◆ JOB
Copy the lines below, starting at the one containing "locate | one dot per instance of the stone arch" and going through the last line, keeping every line. Shift each x and y coordinate in the answers up by 115.

Part of a data file:
.....

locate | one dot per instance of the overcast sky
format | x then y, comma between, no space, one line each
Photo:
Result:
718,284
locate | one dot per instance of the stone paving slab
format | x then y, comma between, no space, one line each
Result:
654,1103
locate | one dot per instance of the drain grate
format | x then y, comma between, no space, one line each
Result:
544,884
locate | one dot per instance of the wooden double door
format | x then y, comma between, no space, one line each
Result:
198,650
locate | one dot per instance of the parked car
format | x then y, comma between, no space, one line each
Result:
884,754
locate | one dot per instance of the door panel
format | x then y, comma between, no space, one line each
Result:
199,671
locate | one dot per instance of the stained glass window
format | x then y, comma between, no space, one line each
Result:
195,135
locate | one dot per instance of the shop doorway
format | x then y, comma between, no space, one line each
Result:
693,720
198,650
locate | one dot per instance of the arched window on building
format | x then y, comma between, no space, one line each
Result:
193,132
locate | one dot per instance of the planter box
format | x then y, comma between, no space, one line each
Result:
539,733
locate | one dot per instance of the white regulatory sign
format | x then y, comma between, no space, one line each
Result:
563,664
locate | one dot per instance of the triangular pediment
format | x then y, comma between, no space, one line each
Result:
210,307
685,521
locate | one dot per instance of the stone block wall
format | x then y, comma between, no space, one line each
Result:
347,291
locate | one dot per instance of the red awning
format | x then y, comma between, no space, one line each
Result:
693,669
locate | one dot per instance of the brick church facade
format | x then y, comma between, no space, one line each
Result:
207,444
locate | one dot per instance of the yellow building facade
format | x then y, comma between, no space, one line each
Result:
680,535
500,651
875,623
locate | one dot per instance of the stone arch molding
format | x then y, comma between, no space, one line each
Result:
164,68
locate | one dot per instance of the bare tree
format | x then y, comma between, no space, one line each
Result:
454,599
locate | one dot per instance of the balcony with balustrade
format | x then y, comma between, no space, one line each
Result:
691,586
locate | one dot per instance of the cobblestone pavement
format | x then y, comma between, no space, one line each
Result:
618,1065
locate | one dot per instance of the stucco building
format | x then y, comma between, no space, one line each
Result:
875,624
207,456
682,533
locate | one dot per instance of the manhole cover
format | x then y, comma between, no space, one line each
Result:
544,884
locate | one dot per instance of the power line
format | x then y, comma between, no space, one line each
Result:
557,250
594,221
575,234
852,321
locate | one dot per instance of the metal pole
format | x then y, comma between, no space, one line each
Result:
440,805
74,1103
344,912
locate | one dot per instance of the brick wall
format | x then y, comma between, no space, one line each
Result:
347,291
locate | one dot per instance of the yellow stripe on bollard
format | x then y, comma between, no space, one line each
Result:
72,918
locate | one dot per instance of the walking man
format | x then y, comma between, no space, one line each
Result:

.....

◆ CORRECT OUTPUT
locate | one dot per instance of the stone arch molding
format | x then y, comma between, no space, one line each
Result:
279,183
locate | one dot per instance of the bare tree
format | x then y, comma between, no space, one line each
Result:
569,714
locate | one dot per instance of the balcony with balustrade
format | x then y, comma between, no space, one line each
Result:
806,701
locate | one dot per instance of the cobblestone pavement
format | x then y, comma between, no space, one line each
Result:
733,1180
locate | one dot per instance of the stucco building
format | x then y, comma between, no space, one line each
Result:
990,739
322,571
797,648
locate | one dot per instance of the manhole cover
format | x then y, comma between, no space, one line each
Result:
659,999
locate | one dot per instance of the power line
format | x then y, comma between, no space, one line each
Result:
672,365
709,336
690,349
967,436
locate | one dot per instance of the metal pole
format | x then y, comma between, no space, one line each
Result:
555,920
189,1218
459,1027
locate | one dot per instance of the brick wall
format | x then y, comma between, no space, one line each
Result:
462,406
locate | one dot per instance of the yellow stripe on bollard
format | x then y, comma between, no space, one line each
Result:
187,1033
locate | one dot per instance of the walking man
format | x then y, comma between, no space, one line each
Result:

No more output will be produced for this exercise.